WORK INSTRUCTIONS =
Reproduce all of the entries character for character, while leaving out any pictures they contain.

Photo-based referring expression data
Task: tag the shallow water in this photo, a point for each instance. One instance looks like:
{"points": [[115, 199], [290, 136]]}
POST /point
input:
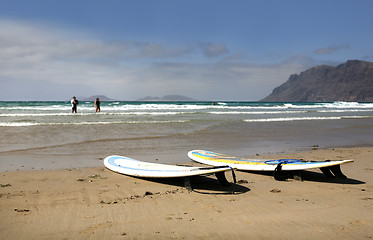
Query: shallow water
{"points": [[35, 134]]}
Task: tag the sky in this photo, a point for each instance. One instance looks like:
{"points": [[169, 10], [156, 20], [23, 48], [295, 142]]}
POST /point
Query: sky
{"points": [[236, 50]]}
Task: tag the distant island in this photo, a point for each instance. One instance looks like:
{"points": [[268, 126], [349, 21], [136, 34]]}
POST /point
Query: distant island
{"points": [[167, 98], [102, 98], [350, 81]]}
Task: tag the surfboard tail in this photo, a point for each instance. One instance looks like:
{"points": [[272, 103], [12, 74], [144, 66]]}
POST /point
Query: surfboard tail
{"points": [[333, 172]]}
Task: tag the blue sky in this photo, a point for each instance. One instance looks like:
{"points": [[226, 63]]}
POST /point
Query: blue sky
{"points": [[207, 50]]}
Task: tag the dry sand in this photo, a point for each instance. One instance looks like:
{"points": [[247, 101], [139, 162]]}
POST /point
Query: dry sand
{"points": [[95, 203]]}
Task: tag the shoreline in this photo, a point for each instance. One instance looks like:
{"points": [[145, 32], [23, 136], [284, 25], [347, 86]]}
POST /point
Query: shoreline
{"points": [[96, 203]]}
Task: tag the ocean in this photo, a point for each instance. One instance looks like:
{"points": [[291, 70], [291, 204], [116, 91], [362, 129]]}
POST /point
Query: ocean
{"points": [[23, 114], [170, 129]]}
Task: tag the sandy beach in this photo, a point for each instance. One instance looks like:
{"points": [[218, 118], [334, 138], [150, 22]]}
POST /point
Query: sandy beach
{"points": [[95, 203]]}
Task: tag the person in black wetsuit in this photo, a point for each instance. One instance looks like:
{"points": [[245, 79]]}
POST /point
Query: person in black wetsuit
{"points": [[74, 105], [97, 105]]}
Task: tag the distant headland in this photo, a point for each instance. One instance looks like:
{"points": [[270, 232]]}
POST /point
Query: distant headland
{"points": [[349, 82]]}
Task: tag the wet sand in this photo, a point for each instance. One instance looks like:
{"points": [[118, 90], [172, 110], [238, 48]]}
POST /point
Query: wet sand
{"points": [[95, 203]]}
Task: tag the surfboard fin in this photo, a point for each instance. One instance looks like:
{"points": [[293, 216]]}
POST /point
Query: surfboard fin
{"points": [[333, 171], [187, 184], [221, 177], [278, 174]]}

TASK OUTPUT =
Task: tag the shallow water in this photo, a point for each instance. One instance looks like:
{"points": [[115, 199], [290, 136]]}
POST /point
input:
Query: shallow water
{"points": [[35, 134]]}
Task: tag the sky in this photo, a point for each instance. One instance looks like:
{"points": [[169, 10], [156, 20], [23, 48], [295, 142]]}
POST /point
Query: sky
{"points": [[236, 50]]}
Task: tag the distant island in this photo, a point for each instance. One instance looks like:
{"points": [[268, 126], [349, 21], [136, 34]]}
POST /point
Query: distant island
{"points": [[167, 98], [102, 98], [350, 81]]}
Task: tag the surfboard tail in this photo, a point for each instance. One instance looks like:
{"points": [[272, 103], [12, 74], [144, 66]]}
POST /point
Query: surfboard tail
{"points": [[333, 172]]}
Task: tag the blue sky in this photo, a point for each instance. One instance looks like:
{"points": [[226, 63]]}
POST /point
Query: blue sky
{"points": [[207, 50]]}
Task: tag the dry sand in this photo, a point for each instance. One instance looks like:
{"points": [[247, 101], [139, 162]]}
POST /point
Query: dry sand
{"points": [[95, 203]]}
Task: tag the shoreline in this photo, a point for each instance. One instance looks like:
{"points": [[145, 32], [23, 136], [284, 25], [347, 86]]}
POST /point
Query: shoreline
{"points": [[96, 203]]}
Task: tag the ocean in this photo, a point for each instance. One instance looks like:
{"points": [[291, 70], [291, 204], [116, 91], [362, 129]]}
POST /point
Query: ocean
{"points": [[23, 114], [170, 129]]}
Task: tag the sandy beach in this photo, a point for each instance. One instance looks like:
{"points": [[218, 118], [334, 138], [150, 22]]}
POST /point
Query: sandy beach
{"points": [[95, 203]]}
Task: tag the person in black wetsuit in this photo, a point for each instance. One instance looks like:
{"points": [[245, 79]]}
POST /point
Query: person in black wetsuit
{"points": [[74, 105], [97, 105]]}
Task: tag the distant headland in this photo, a point for each instance. One instance looks like:
{"points": [[270, 232]]}
POST /point
Query: distant headland
{"points": [[349, 82]]}
Task: tag the wet sand in this photo, a point for each instance. One instance looks like:
{"points": [[118, 90], [172, 110], [238, 48]]}
POST /point
Query: wet sand
{"points": [[95, 203]]}
Task: tag the surfboard fin in this photo, a point for each instance. One instance looks like:
{"points": [[293, 216]]}
POST /point
Query: surfboard fin
{"points": [[333, 171], [187, 184], [221, 177], [278, 174]]}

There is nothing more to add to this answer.